Dataset records about object locations:
** START **

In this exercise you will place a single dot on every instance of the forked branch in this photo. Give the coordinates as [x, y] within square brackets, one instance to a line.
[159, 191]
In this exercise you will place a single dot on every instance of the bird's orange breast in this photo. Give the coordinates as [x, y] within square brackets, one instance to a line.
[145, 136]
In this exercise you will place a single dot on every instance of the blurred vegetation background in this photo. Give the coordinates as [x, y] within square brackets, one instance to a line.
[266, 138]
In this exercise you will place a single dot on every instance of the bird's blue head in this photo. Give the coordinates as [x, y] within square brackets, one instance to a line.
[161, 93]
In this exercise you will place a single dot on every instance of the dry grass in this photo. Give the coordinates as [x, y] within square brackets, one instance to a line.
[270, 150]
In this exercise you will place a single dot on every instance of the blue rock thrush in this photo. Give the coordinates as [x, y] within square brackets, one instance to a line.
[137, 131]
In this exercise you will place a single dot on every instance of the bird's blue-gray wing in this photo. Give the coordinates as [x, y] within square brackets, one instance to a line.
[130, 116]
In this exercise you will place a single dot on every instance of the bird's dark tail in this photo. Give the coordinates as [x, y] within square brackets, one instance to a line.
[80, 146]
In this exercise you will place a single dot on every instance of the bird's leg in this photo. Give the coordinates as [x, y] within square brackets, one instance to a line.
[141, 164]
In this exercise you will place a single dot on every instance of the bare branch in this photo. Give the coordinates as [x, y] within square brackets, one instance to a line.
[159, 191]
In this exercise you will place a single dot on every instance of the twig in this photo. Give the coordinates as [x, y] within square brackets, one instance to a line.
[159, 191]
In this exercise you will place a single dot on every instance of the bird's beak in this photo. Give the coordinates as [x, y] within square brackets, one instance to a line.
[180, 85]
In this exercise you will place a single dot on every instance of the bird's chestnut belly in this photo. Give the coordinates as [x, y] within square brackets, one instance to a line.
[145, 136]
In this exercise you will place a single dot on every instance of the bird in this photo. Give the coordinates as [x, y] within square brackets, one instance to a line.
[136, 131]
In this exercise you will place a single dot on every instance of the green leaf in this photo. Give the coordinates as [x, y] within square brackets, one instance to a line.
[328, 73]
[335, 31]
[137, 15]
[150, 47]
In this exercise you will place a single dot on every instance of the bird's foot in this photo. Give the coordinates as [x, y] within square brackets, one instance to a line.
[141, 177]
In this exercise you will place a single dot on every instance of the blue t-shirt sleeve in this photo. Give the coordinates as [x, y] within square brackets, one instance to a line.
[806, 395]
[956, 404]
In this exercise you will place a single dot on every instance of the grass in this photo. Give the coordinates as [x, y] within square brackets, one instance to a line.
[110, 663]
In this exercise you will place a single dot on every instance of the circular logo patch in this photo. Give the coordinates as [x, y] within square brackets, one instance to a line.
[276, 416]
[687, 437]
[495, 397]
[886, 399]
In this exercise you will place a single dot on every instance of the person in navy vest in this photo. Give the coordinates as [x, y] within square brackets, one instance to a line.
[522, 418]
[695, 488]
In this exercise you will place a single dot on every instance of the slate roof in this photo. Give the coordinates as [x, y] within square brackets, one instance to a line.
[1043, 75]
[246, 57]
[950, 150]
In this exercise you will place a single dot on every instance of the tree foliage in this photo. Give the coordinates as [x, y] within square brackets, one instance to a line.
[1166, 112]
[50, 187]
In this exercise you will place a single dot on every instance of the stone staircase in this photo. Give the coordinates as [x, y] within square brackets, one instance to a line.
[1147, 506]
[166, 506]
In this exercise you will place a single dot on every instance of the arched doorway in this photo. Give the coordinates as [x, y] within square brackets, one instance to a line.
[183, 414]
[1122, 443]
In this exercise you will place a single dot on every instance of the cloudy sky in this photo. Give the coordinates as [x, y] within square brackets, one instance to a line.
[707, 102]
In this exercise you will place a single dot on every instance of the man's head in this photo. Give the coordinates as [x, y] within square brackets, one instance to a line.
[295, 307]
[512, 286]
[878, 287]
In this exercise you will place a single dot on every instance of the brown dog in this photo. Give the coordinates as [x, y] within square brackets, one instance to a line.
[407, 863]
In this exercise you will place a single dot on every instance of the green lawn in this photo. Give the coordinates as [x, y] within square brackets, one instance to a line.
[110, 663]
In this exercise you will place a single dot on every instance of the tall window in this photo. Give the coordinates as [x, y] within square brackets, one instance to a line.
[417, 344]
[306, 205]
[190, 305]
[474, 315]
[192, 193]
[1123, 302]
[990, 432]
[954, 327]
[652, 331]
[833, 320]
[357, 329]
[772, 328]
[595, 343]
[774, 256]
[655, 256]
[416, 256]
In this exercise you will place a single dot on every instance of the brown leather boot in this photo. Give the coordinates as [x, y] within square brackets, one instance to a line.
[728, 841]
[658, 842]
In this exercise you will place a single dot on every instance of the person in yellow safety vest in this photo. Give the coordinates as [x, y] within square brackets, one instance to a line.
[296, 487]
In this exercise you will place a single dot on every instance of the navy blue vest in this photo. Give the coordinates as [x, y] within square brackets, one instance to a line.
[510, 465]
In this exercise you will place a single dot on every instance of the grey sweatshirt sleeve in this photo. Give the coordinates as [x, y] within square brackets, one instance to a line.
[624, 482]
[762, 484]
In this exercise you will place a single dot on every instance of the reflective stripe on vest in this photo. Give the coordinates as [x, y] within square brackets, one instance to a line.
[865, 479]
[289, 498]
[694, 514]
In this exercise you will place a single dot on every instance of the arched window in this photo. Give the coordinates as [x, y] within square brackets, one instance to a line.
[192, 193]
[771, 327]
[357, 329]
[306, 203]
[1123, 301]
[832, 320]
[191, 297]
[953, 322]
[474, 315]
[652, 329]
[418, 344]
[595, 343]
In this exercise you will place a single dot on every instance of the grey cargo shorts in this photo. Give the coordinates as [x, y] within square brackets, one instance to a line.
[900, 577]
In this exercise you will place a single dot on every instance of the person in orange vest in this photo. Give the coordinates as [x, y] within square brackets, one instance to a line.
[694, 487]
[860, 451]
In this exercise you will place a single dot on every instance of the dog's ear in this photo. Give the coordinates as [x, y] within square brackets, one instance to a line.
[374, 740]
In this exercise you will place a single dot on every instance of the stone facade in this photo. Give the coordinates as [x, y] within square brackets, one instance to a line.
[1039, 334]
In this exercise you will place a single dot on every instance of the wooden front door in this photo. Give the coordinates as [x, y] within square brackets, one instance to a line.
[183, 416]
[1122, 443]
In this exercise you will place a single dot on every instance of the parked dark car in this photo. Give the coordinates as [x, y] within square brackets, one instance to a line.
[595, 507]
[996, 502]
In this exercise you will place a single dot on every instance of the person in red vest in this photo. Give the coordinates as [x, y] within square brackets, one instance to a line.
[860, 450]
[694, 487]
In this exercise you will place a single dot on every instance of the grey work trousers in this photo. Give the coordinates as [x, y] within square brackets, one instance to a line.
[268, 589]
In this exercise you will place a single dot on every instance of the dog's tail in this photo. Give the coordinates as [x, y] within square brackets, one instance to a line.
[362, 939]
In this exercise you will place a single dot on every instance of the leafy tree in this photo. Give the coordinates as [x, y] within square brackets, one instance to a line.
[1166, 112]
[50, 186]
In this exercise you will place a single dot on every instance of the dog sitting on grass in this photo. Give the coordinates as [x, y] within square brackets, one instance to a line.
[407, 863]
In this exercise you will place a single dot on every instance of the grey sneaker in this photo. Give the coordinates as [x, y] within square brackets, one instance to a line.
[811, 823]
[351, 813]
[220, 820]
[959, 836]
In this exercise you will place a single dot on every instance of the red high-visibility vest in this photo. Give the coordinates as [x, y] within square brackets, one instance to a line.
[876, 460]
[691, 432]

** END **

- [Task prompt] Repeat the data verbatim.

- [Worked solution]
In this exercise you will place a single dot on every instance of the forked branch in this photo. Give the coordinates as [x, y] within square brackets, one instance to a line.
[159, 191]
In this exercise you will place a single dot on every instance of the bird's orange breast in this photo. Give the coordinates as [x, y] within square brackets, one instance to a line.
[145, 136]
In this exercise you will place a single dot on every instance of the blurred vegetation background in this photo. Give the coordinates as [x, y] within square brackets, one instance to a line.
[266, 138]
In this exercise you will place a single dot on every instance of the bird's blue head in this photo. Give the coordinates as [x, y] within square brackets, one instance to a line.
[161, 93]
In this exercise you will place a single dot on every instance of the dry grass in this photo. Give the coordinates as [x, y] within square brackets, one instance to a line.
[270, 150]
In this exercise you will place a single dot on every instance of the blue rock thrush in this photo. Give the coordinates as [x, y] within square brackets, one instance to a line.
[137, 131]
In this exercise you will place a single dot on every instance of the bird's blue-gray wing in this photo. Give the coordinates as [x, y] within square brackets, one instance to a line.
[130, 116]
In this exercise you will place a single dot on every instance of the bird's dark tail in this photo. Give the coordinates as [x, y] within square brackets, one instance to a line.
[80, 146]
In this exercise you will place a single dot on every instance of the bird's leg in this photo. Give the coordinates as [x, y] within square brackets, one instance to a line.
[141, 164]
In this exercise you will place a single dot on every instance of the bare branch in this photo. Give the coordinates as [x, y] within square brackets, one instance to a line.
[159, 191]
In this exercise you will place a single dot on every instance of the twig in this photo. Give the coordinates as [x, y] within square brackets, one instance to a line.
[159, 191]
In this exercise you will place a single dot on every instance of the bird's beak in this photo. Give the coordinates as [x, y] within square brackets, one instance to a line.
[180, 85]
In this exercise you will place a single dot on every instance of the bird's chestnut belly in this photo. Give the coordinates as [x, y] within square brackets, one instance to a line.
[145, 136]
In this exercise you will place a single dot on every instance of the bird in this photo. Give the coordinates as [x, y] within square brackets, one instance to a line.
[136, 131]
In this exercise you will place a single dot on every instance of the green leaf in this photo. Give the coordinates as [x, y] within square brackets, one instance to a line.
[328, 73]
[335, 31]
[137, 15]
[150, 47]
In this exercise you will place a single dot on every instance of the bird's foot in this photo. Give the coordinates as [x, y] within square brackets, one instance to a line.
[141, 177]
In this exercise you will place a single dot on every instance of the blue t-shirt sleeve in this photo. Give the coordinates as [x, y] within square brackets, one instance to a line.
[806, 395]
[956, 404]
In this exercise you will place a single dot on every instance of the grass in this photo. Give the coordinates as [x, y] within square brackets, one instance to a line.
[110, 663]
In this exercise you will place a single dot on every instance of the circular logo patch in this photo. Give the coordinates as [x, y] within square brackets, one instance to a line.
[276, 416]
[687, 437]
[495, 397]
[886, 399]
In this exercise you will place a single dot on every instance of the person in navy vest in this photo. Give the coordinates as [x, y] within square brackets, one instance to a line.
[522, 418]
[695, 488]
In this exercise you will place a single dot on every instance of the slate roof in this photo. Give the coordinates as [x, y] within square brackets, one instance to a line.
[1043, 75]
[246, 57]
[950, 150]
In this exercise you will place a single dot on every instance of the tree foliage in this photo. Give the coordinates as [x, y] within square brackets, one instance to a line.
[1166, 112]
[50, 187]
In this exercise you will place a single dot on every instance of the stone staircase in this photo. Give the coordinates as [x, y] within square brackets, one instance to a line.
[1147, 506]
[166, 506]
In this exercise you will place a single dot on every instance of the arched doorway in this photo. Give the coordinates as [x, y] within square brackets, one instance to a line.
[183, 414]
[1122, 443]
In this exercise you will place a single dot on every instance of the cloudy sky in this photo. Give the coordinates as [x, y] within square brackets, one instance to a line.
[707, 102]
In this exercise you will place a single dot on every instance of the man's head in this photo. Give the coordinates as [x, y] within square brackets, one instance to a line.
[295, 307]
[512, 286]
[878, 287]
In this exercise you will place a single dot on every instance of the brown dog in this photo. Give the coordinates as [x, y] within square brackets, one instance to a line.
[407, 863]
In this exercise you will place a single dot on every instance of the green lawn in this photo. Give the coordinates as [x, y] within square brackets, one instance to a line.
[110, 663]
In this exercise you will place a single dot on every instance of the tall window in this photo. Give the coordinates as [x, y] within square brackets, one instance to a line.
[417, 344]
[306, 205]
[190, 305]
[474, 315]
[192, 193]
[1123, 302]
[990, 432]
[954, 327]
[652, 331]
[833, 320]
[357, 329]
[772, 328]
[595, 343]
[774, 256]
[655, 256]
[416, 256]
In this exercise you will place a single dot on every instance of the brown leather boot in this photo. Give the coordinates as [x, y] within square brackets, one instance to a line.
[728, 841]
[658, 842]
In this exercise you will place a single dot on every instance of the person in yellow safety vest in this photo. Give the coordinates as [x, y] within square brackets, one instance to a line.
[296, 487]
In this exercise you will place a single dot on every instance of the navy blue vest in this photo. Give the coordinates as [x, y] within square brackets, one instance to a line.
[510, 465]
In this exercise you will place a single dot on every instance of the grey sweatshirt sleeve in this photo. Give the coordinates as [x, y] within square brackets, one instance to a line.
[624, 482]
[762, 484]
In this exercise you will place a single dot on every instance of the reflective stripe on vest in this photo. Give the coordinates as [x, y] within square brackets, one instance to a line.
[865, 479]
[289, 498]
[694, 514]
In this exercise you will place a single dot on every instance of the arched window in this photo. Give the coordinates as [x, y] within square brackets, one instance to a line.
[192, 193]
[771, 327]
[357, 329]
[306, 203]
[1123, 301]
[832, 320]
[191, 297]
[953, 322]
[474, 315]
[652, 329]
[418, 344]
[595, 343]
In this exercise you will place a single dot on every instance of the grey cargo shorts in this photo. Give the coordinates as [x, y] within square brackets, one instance to a line.
[900, 577]
In this exercise you will place a single dot on every instance of the person in orange vest in this photo. Give the coordinates as [x, y] within square brackets, one instance to a line.
[694, 487]
[860, 451]
In this exercise you will place a single dot on every instance of the dog's ear in this photo. Give the coordinates as [x, y] within square brackets, one instance to a line.
[374, 740]
In this exercise you will place a single dot on every instance of the stone facade in this photo. Give the coordinates as [x, y] within square brackets, one instance to a line.
[1039, 334]
In this exercise you will place a single dot on every instance of the wooden front door in this photo. Give the coordinates as [x, y] within square brackets, one instance to a line.
[183, 416]
[1122, 443]
In this exercise you will place a single dot on every instance of the parked dark car in this photo. Give the coordinates as [x, y] within square brackets, one instance to a line.
[595, 507]
[996, 502]
In this exercise you will place a single dot on every instance of the person in red vest in this photo. Give the coordinates as [x, y] within square brackets, one instance to a line.
[860, 450]
[694, 487]
In this exercise you will place a single dot on every instance of the grey work trousers in this photo. Give the coordinates as [x, y] within square brackets, one instance to a line.
[268, 589]
In this exercise you will place a single dot on every instance of the dog's tail in this photo. Give the coordinates as [x, y] within square brackets, one instance to a line.
[362, 939]
In this exercise you will place a single dot on every instance of the leafy tree in this photo. Give the coordinates as [x, y] within square brackets, one instance to a line.
[1166, 112]
[50, 186]
In this exercise you will place a single dot on every instance of the dog sitting on grass in this photo. Give the coordinates as [x, y] within square brackets, one instance to a line.
[407, 863]
In this exercise you will place a single dot on every instance of the grey sneaker in this photo. Give the coordinates as [x, y] within square brackets, one instance to a line.
[811, 823]
[351, 813]
[220, 820]
[959, 836]
In this exercise you will place a single dot on every instance of the red high-visibility vest in this photo. Give the coordinates as [x, y] within square brackets, one instance to a line.
[876, 460]
[691, 432]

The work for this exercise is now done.